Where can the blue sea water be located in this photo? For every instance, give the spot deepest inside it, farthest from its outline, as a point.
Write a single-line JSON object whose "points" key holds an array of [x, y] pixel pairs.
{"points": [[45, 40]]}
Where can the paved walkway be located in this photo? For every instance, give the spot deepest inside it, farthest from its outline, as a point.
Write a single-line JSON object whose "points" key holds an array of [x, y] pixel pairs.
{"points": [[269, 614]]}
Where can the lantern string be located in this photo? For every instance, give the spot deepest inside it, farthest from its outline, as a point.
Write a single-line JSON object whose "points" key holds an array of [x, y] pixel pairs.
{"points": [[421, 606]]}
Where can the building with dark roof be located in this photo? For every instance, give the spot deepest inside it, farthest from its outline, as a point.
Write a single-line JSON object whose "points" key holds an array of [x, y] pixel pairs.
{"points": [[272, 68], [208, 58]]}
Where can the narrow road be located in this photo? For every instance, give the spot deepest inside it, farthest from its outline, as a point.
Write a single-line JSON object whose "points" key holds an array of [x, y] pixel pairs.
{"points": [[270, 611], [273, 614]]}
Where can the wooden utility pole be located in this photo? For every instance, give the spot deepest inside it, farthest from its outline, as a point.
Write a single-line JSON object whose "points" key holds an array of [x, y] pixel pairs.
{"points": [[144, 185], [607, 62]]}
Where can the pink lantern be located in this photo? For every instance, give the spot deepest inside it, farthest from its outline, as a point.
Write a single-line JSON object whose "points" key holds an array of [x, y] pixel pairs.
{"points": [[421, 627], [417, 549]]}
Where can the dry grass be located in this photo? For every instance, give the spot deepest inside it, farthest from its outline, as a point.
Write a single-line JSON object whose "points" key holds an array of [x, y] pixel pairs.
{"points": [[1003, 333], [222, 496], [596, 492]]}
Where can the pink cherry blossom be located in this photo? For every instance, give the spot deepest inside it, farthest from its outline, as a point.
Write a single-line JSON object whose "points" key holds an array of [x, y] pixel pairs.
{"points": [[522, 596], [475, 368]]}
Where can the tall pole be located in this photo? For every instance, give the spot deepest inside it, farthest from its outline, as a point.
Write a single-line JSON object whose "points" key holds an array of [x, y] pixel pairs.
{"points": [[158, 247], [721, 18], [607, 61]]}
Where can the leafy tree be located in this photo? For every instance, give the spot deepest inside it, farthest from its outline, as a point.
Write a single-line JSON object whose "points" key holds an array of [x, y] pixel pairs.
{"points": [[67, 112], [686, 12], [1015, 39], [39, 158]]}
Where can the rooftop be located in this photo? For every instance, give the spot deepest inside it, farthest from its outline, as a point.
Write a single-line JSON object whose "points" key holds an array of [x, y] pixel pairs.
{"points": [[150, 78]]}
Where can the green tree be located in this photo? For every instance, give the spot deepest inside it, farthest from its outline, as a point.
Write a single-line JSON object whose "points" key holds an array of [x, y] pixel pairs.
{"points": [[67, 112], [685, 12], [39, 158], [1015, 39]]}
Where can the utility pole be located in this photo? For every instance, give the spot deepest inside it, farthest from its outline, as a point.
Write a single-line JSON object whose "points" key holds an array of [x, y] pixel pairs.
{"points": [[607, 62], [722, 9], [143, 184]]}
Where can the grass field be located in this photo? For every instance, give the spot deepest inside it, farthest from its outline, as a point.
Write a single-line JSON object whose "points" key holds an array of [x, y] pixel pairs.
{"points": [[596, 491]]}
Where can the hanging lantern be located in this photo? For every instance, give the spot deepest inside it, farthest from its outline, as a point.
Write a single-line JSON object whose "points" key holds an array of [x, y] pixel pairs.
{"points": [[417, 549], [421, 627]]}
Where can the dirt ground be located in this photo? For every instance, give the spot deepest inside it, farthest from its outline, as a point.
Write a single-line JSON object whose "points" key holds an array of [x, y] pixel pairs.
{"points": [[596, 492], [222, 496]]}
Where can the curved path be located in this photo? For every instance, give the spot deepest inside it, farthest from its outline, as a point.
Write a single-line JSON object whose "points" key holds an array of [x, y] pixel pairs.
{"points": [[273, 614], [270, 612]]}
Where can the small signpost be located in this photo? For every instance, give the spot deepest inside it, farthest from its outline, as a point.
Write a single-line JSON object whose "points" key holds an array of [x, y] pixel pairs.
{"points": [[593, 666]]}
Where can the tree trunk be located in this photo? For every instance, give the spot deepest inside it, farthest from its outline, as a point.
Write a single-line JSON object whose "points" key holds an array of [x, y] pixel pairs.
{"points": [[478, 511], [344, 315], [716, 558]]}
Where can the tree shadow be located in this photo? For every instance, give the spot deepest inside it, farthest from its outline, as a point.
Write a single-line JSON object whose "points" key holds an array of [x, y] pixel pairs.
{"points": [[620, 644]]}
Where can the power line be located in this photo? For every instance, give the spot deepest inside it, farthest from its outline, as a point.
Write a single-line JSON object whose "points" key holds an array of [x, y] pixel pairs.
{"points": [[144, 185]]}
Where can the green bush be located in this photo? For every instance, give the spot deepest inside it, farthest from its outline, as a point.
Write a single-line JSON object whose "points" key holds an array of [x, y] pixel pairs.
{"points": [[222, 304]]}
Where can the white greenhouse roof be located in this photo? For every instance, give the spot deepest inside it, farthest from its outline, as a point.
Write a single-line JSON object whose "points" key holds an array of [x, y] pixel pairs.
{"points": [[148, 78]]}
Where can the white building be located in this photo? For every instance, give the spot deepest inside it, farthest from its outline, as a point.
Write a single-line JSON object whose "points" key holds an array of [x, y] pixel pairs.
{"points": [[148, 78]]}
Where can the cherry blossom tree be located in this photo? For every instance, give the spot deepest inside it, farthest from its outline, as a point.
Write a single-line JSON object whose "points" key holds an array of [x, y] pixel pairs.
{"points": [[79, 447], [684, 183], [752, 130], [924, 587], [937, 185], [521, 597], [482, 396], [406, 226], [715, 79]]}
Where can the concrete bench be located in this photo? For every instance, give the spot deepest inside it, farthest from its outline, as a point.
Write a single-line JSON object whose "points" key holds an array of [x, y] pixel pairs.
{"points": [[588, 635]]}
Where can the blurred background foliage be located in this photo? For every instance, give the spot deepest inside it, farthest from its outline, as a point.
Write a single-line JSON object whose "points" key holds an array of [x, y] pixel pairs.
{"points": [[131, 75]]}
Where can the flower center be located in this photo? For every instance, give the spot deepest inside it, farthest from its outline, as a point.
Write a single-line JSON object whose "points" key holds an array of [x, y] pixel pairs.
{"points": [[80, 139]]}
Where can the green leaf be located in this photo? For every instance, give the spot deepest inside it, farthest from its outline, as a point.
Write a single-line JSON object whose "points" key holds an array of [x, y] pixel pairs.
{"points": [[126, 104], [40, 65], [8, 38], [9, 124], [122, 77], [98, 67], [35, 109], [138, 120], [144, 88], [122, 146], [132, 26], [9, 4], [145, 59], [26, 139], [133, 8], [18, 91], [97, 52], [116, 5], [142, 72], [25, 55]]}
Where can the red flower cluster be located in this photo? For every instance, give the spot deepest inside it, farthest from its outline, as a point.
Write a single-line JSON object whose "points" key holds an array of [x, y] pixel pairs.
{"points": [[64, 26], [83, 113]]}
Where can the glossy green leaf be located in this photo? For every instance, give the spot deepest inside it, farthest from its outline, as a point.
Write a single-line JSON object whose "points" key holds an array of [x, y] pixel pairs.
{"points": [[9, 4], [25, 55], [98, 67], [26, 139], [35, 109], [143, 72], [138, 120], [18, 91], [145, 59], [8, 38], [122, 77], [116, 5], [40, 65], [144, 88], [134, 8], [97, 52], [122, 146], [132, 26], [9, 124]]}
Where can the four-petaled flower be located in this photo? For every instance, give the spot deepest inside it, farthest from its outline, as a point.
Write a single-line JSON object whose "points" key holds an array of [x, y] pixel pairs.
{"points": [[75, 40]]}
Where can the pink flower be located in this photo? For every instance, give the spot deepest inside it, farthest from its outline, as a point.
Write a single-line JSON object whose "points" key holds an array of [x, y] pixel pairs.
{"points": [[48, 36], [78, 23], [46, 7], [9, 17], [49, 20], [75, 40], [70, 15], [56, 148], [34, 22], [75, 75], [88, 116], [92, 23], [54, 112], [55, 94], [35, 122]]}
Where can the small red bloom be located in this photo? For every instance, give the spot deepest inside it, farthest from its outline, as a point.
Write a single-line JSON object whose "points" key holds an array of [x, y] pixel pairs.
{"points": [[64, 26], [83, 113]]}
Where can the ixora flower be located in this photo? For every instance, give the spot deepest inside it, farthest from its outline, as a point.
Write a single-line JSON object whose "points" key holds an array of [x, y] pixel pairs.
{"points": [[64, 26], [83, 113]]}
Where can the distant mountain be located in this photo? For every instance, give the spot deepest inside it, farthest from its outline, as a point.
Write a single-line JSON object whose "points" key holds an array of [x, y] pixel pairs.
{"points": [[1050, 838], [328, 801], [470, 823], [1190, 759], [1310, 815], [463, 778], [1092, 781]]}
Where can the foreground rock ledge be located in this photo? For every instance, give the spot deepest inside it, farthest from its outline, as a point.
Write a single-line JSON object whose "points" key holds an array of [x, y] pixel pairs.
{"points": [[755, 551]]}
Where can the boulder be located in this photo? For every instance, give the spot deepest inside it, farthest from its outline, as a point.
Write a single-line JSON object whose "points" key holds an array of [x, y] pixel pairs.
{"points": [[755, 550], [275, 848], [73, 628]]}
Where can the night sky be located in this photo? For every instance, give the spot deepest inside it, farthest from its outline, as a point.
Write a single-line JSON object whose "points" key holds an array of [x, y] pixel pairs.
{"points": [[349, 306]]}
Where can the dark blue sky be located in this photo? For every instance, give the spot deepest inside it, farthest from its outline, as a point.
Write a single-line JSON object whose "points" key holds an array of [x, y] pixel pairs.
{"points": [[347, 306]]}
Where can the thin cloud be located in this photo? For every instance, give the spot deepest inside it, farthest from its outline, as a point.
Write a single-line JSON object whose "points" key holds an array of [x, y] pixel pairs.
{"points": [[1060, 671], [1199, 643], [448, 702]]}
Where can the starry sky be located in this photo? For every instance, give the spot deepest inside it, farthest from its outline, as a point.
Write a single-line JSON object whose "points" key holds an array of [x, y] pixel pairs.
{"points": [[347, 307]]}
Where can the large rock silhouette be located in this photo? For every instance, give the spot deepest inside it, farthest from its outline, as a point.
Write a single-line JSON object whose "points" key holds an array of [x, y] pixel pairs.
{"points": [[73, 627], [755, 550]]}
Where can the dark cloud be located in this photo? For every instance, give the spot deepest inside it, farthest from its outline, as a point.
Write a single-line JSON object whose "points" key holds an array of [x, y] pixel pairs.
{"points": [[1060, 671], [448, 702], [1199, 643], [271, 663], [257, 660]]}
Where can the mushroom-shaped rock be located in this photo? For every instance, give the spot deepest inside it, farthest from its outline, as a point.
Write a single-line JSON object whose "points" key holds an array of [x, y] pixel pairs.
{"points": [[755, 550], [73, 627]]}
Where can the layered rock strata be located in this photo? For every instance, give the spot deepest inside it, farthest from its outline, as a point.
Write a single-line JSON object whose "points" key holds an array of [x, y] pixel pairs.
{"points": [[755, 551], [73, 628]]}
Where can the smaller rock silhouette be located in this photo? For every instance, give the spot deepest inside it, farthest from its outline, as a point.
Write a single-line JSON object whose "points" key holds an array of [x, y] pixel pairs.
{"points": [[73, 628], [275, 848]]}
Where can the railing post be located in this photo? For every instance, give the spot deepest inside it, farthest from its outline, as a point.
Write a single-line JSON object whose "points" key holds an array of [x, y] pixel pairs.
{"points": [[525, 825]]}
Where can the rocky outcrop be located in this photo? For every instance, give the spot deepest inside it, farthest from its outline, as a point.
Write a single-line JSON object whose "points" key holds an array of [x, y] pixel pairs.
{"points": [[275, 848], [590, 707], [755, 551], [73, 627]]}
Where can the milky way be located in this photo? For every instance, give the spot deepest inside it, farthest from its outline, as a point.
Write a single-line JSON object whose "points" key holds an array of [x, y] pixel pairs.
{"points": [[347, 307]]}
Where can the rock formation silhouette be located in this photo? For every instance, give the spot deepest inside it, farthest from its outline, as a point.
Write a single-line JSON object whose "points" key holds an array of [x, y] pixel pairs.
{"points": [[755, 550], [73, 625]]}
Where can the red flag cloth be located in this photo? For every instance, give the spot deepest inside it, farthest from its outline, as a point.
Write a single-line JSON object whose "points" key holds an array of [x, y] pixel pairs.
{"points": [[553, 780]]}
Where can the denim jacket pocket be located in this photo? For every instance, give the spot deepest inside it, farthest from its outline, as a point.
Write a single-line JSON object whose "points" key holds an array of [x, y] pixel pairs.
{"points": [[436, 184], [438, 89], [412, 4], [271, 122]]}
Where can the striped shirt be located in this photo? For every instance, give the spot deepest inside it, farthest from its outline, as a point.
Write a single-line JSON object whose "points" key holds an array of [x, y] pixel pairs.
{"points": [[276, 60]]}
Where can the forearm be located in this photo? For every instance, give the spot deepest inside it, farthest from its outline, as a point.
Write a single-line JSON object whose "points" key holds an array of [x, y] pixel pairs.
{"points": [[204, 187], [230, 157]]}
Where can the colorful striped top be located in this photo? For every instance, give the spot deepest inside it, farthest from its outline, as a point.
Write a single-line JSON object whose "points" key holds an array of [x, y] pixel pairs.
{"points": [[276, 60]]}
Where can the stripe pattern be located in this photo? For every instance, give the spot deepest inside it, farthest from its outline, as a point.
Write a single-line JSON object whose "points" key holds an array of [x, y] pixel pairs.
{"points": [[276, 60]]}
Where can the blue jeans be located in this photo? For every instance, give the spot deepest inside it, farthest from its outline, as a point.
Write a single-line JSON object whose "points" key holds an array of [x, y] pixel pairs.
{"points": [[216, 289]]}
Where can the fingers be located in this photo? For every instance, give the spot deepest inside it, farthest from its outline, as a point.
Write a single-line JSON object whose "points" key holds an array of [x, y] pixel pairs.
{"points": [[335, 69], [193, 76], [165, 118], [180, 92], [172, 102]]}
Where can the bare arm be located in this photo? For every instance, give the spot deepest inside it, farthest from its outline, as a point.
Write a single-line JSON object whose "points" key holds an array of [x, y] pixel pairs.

» **WHAT IS EXPECTED**:
Reproduce the lines above word for word, beginning with the line that contains "Where can the bare" and continuing through the last line of the records.

» **CORRECT RESPONSE**:
Where can the bare arm be located in this photo? For every instance, give the spot deepest inside it, farthest from its outline, as a point.
Write a single-line JSON object whose "points" key holds an array of [x, y] pixel pairs.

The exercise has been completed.